_WHAT TO DO_. Could you reproduce the study methods text below, from "A computerized program" up to and including "participant treatment allocation.", switching "groups" to "arms" wherever it occurs?

Three specialized ED units in Norway participated in the study: the Regional Eating Disorder Unit at Levanger Hospital; the Eating Disorder Unit at St. Olavs Hospital, Trondheim; and the Regional Eating Disorder Unit at Oslo University Hospital, Oslo. Patients at these units received general information about the study through information pamphlets, posters, or members of the treatment team. If a patient expressed interest in the study, a member of the research team contacted the patient to provide more detailed information about the study. This approach ensured that patients did not feel pressured by the treatment team to participate. Initial eligibility to the study was also assessed at this time. For a comprehensive overview of the inclusion and exclusion criteria, see Table 2. After receiving detailed information about the study, patients were asked to provide written consent if they wished to participate. Eligibility for randomization into the treatment study was determined based on the T0 assessment, as described under procedures. In Figure 1, we present the study flow and patient allocation.

2.3. Randomization and Blinding

A computerized program developed by the Unit for Applied Clinical Research, Faculty of Medicine, Norwegian University of Science and Technology, Trondheim, was used for randomization. Randomization was stratified by ED diagnosis to ensure equal representation of diagnoses in the two groups. For this purpose, three groups were defined; 1: AN + OSFED-AN, 2: BN + OSFED-BN, or 3: BED + OSFED-BED. Furthermore, given that the majority of patients who receive inpatient treatment in specialized ED units are patients with AN, this stratification helped to ensure a more balanced distribution of TAU settings across the two groups. Assessors were blind to participant treatment allocation.

Stored data entries:
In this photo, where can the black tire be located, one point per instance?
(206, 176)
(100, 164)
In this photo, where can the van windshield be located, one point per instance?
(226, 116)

_TASK SOLUTION_.
A computerized program developed by the Unit for Applied Clinical Research, Faculty of Medicine, Norwegian University of Science and Technology, Trondheim, was used for randomization. Randomization was stratified by ED diagnosis to ensure equal representation of diagnoses in the two arms. For this purpose, three arms were defined; 1: AN + OSFED-AN, 2: BN + OSFED-BN, or 3: BED + OSFED-BED. Furthermore, given that the majority of patients who receive inpatient treatment in specialized ED units are patients with AN, this stratification helped to ensure a more balanced distribution of TAU settings across the two arms. Assessors were blind to participant treatment allocation.